** Begin Data to use **

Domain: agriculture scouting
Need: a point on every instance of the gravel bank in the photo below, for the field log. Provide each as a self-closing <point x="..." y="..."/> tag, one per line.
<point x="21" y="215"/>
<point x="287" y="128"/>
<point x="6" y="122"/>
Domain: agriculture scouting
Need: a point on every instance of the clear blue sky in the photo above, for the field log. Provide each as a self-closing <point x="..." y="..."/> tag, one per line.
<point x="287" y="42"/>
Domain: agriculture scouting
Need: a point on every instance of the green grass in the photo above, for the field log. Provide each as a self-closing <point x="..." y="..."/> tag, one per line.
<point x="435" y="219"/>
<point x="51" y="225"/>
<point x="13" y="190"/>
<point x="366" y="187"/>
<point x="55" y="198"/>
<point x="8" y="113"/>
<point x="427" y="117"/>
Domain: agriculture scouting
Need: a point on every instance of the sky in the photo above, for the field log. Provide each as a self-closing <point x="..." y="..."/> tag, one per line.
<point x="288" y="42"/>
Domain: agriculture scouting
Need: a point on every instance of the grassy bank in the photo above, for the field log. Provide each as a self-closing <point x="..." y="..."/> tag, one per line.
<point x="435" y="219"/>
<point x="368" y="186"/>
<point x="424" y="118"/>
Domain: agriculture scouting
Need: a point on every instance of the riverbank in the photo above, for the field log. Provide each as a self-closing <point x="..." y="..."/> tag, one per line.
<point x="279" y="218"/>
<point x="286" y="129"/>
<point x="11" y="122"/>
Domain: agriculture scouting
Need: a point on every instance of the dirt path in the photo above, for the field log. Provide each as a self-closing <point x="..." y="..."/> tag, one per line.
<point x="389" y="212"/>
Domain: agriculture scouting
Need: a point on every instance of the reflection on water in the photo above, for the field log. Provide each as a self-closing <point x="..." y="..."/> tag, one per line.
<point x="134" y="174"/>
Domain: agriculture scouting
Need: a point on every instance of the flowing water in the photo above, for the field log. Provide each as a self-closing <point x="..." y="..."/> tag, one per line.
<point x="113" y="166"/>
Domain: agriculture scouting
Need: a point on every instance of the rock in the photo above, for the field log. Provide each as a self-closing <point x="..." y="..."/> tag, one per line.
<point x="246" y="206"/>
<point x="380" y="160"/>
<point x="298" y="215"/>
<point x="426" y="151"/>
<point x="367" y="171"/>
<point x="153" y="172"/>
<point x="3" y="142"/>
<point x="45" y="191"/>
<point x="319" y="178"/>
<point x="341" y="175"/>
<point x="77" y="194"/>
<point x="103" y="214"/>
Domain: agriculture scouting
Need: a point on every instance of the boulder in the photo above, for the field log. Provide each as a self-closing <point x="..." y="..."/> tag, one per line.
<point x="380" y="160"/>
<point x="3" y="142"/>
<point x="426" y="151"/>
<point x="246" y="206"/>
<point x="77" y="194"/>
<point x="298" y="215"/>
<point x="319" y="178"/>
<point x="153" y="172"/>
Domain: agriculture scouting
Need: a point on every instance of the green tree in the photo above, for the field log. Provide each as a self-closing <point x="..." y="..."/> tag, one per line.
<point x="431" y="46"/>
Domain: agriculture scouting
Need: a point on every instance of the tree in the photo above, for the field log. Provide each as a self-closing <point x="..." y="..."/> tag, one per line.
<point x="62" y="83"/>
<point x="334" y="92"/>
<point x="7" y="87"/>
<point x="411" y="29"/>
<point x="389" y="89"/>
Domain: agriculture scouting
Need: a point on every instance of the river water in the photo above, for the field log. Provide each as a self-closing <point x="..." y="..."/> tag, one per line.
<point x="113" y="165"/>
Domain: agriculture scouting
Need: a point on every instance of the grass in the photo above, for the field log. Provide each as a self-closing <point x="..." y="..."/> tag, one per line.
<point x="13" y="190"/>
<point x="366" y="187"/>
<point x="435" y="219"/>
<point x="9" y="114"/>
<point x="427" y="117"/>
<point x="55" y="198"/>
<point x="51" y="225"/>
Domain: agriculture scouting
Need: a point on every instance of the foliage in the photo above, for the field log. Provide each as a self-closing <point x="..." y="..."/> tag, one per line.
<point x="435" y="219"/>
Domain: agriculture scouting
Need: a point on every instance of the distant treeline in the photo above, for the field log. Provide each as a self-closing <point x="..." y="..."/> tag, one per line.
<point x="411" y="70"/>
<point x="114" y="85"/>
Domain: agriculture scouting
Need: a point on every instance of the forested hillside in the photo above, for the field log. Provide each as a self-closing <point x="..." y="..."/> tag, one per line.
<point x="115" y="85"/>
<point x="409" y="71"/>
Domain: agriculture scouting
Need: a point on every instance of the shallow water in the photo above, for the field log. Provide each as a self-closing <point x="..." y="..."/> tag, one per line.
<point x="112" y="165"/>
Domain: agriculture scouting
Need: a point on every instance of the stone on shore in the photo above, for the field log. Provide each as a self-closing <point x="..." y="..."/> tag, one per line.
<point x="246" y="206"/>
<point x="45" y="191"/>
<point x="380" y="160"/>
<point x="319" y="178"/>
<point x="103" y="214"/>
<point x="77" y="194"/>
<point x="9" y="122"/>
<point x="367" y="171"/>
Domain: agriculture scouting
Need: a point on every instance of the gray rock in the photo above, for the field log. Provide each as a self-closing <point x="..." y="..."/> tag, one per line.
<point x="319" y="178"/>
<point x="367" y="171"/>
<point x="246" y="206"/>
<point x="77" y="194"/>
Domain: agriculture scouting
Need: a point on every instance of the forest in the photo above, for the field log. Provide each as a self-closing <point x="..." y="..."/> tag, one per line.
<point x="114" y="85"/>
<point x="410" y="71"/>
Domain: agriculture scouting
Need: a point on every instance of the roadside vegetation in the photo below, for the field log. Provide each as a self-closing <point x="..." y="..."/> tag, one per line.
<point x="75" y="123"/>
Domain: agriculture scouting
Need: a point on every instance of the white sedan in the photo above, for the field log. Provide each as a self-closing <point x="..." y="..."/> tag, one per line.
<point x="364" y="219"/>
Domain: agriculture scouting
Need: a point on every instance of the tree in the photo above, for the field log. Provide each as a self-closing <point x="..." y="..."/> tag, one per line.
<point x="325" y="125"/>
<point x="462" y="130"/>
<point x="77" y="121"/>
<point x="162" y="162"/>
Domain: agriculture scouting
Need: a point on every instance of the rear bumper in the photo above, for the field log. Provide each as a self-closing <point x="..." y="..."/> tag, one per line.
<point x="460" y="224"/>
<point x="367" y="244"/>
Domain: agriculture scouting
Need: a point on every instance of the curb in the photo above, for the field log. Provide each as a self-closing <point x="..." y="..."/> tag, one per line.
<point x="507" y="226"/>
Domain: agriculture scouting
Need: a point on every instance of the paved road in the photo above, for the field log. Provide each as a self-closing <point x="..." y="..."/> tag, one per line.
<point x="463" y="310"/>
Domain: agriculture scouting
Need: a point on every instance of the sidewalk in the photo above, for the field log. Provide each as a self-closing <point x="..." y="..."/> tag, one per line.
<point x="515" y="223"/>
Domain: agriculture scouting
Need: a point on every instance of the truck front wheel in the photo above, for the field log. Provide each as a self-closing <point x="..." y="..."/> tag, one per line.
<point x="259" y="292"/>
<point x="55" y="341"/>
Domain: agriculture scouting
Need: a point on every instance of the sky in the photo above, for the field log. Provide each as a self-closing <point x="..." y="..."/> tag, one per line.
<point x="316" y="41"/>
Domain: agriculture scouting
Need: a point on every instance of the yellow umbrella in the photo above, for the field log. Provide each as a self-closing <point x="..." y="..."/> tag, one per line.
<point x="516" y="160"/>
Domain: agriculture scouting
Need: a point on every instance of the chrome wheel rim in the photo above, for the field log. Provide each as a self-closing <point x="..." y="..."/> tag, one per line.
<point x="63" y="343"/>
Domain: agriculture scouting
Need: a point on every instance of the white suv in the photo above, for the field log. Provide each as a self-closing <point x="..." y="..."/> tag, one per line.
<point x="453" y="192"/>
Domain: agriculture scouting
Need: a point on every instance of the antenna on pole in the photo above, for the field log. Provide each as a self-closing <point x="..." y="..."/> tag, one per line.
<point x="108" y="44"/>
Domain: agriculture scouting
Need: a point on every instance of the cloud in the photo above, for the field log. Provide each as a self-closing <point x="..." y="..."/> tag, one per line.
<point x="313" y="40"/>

** End Data to use **

Exercise prompt =>
Please identify each line in the records above that contains the word "green", and copy every such line.

Complete response =>
Need: a point on every instance of the green grass in the photo above, for the field log. Provide each as a self-closing <point x="..." y="..."/> tag, one per line.
Need: a point on every instance of the green tree in the photo above, for the field log. Provide each as a self-closing <point x="..." y="..."/> tag, one per line.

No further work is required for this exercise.